Texte fourni:
Pb : un symbole de l'escalade ?
Pb.
Que signifie ce symbole pour vous ? Quel rapport avec l'escalade ?
"Probleme" ? Oui. Mais non. C'est vrai que pour ecrire vite, on abrege souvent "probleme" en "pb". C'est vrai, pour moi en tout cas, qu'un des principaux interets de l'escalade sportive est de resoudre le(s) probleme(s) de la realisation de la longueur ou de la voie. De la mon adoration pour le "a vue" qui procure une joie et une satisfaction intense meme si realise dans la douleur et a l'arrache.
Mais non donc.
Et puis "il n'y a pas de problemes mais que des solutions". En escalade, pour trouver la solution d'un pas, il est parfois necessaire de passer par le... plomb.
Le plomb. Symbole chimique : Pb. Voila tout est dit. Je vais vous parler un peu (beaucoup) de l'alchimie que j'ai pratique ce dimanche. Car le plomb, dimanche, je l'ai teste en long, en large et en travers...

Extrait de données:
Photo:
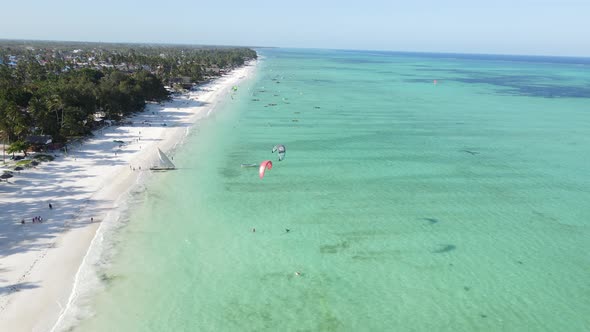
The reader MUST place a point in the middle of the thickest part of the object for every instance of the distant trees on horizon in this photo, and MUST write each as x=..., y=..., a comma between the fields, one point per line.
x=60, y=91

Consigne écrite 1: D'après le texte sur l'escalade, que désigne le symbole chimique Pb ?
Consigne écrite 2: Poursuivez le texte sur l'escalade et le symbole Pb après sa dernière phrase.
Le matériel est indépendant du texte.

Réponse 1: Le plomb.

Réponse 2:
La journee commencait bien avec la decouverte d'un secteur de couennes du Verdon : le Bauchet. En la bonne compagnie de Bertrand, Fred (dans le role du guide) et Stephane. Fred nous montre et commente les voies du secteur de gauche. Ouaw ! C'est beau. Mais c'est dur : voies d'echauffement en 6b pour Bertrand et 6b+ pour moi... Fred est fatigue, il ne fera que de la moulinette. Comme Stephane, qui reprend et qui ne veut pas se blesser. J'enchaine "La bonne etoile" a vue, sans pb (lire sans probleme ni plomb). Dans "Danae", Bertrand bute. Un pas en traversee le rebute. Il redescend. Je finis la voie. Enfin... J'enchaine jusqu'apres la traversee en notant que c'est du bon gros 6b des familles. Tellement sur de moi, je monte droit vers le point suivant. Mais c'est raide et les prises ne sont pas specialement franches. Alors ? Cela me pose un probleme. Je... plombe. Je prends un plomb. Le premier. Pas de solution ? Si, il fallait reflechir un peu et regarder plus a droite. (En ces temps de propagande Sarkozyste, j'ai un peu de mal... Autre sujet.)
Je ne sais pas d'ou vient cette expression du monde de l'escalade : "prendre un plomb" ou "plomber". De "fil a plomb" ? C'est vrai qu'apres le plomb, la corde et le grimpeur attache au bout, dans les voies deversantes, indique de facon tres nette la verticale ! De "plomber une dent" ? Parce que c'est vrai qu'on se casse parfois les dents (au figure en principe, mais au propre des fois aussi...) a essayer de faire un pas. Je ne sais pas. Si vous oui, dites-le.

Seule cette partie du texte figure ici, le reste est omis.